*Tasks*.
1) According to the Oceananigans.jl diffusion example, which two packages are used for plotting and for formatting plot legends?
2) From the Oceananigans.jl diffusion example, return everything from "Instantiating and configuring" down to "ConstantIsotropicDiffusivity(κ = 1.0)", copied without changes.

*Page extract*.
-------

Simple diffusion example

This script provides our simplest example of Oceananigans.jl functionality: the diffusion of a one-dimensional Gaussian. This example demonstrates

• how to load Oceananigans.jl;
• how to instantiate an Oceananigans.jl Model;
• how to set an initial condition with a function;
• how to time-step a model forward, and finally
• how to look at results.

Using Oceananigans.jl

To use Oceananigans.jl after it has been installed, we bring Oceananigans.jl functions and names into our 'namespace' by writing

using Oceananigans

We also use PyPlot.jl for plotting and Printf to format plot legends:

using PyPlot, Printf

Instantiating and configuring a Model

To begin using Oceananigans, we instantiate a Model by calling the Model constructor:

model = Model(
    grid = RegularCartesianGrid(size = (1, 1, 128), length = (1, 1, 1)),
    closure = ConstantIsotropicDiffusivity(κ = 1.0)

-------

*Records supplied*.
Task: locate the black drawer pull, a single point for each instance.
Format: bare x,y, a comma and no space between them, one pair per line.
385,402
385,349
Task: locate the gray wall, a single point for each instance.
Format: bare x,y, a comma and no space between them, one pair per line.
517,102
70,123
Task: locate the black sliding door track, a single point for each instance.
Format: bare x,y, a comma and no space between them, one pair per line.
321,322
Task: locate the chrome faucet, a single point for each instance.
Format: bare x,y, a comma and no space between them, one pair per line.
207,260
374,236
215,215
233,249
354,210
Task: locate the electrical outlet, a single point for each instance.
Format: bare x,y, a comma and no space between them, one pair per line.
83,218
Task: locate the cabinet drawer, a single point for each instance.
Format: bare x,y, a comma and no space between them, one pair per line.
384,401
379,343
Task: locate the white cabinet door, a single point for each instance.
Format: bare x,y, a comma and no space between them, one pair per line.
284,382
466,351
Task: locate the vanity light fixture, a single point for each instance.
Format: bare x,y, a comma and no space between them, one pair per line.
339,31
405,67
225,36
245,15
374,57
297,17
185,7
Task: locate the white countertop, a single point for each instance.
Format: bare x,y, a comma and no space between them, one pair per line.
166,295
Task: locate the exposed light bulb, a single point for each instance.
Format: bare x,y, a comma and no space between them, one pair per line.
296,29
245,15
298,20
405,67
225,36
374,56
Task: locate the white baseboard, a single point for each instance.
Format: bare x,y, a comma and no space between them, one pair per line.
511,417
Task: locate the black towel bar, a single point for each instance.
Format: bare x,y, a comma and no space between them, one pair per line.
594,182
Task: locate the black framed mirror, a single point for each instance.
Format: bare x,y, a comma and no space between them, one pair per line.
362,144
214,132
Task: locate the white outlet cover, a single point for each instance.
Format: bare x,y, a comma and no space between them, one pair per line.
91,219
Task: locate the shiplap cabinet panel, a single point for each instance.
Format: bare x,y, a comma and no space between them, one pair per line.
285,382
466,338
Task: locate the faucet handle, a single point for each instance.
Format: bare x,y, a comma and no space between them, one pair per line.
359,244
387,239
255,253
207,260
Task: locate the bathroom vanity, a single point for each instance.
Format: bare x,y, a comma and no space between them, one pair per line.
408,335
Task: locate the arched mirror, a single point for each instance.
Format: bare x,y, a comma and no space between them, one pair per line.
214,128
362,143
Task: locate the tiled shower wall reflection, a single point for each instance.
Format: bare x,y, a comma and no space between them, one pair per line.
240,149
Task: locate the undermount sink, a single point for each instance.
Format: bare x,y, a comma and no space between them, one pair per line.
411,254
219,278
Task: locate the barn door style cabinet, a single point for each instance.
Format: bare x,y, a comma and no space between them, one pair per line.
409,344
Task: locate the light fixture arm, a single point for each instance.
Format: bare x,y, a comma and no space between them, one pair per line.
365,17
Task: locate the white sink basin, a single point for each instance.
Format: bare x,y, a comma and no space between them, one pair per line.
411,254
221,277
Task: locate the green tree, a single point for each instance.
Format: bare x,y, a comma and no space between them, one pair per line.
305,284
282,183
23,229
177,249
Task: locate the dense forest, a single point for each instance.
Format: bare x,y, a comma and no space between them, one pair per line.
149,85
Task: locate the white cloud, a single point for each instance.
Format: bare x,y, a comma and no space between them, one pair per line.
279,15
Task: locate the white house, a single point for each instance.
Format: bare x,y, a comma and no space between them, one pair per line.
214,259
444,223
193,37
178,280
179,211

-------

*In response*.
1) PyPlot.jl for plotting and Printf for formatting plot legends.

2)
Instantiating and configuring a Model

To begin using Oceananigans, we instantiate a Model by calling the Model constructor:

model = Model(
    grid = RegularCartesianGrid(size = (1, 1, 128), length = (1, 1, 1)),
    closure = ConstantIsotropicDiffusivity(κ = 1.0)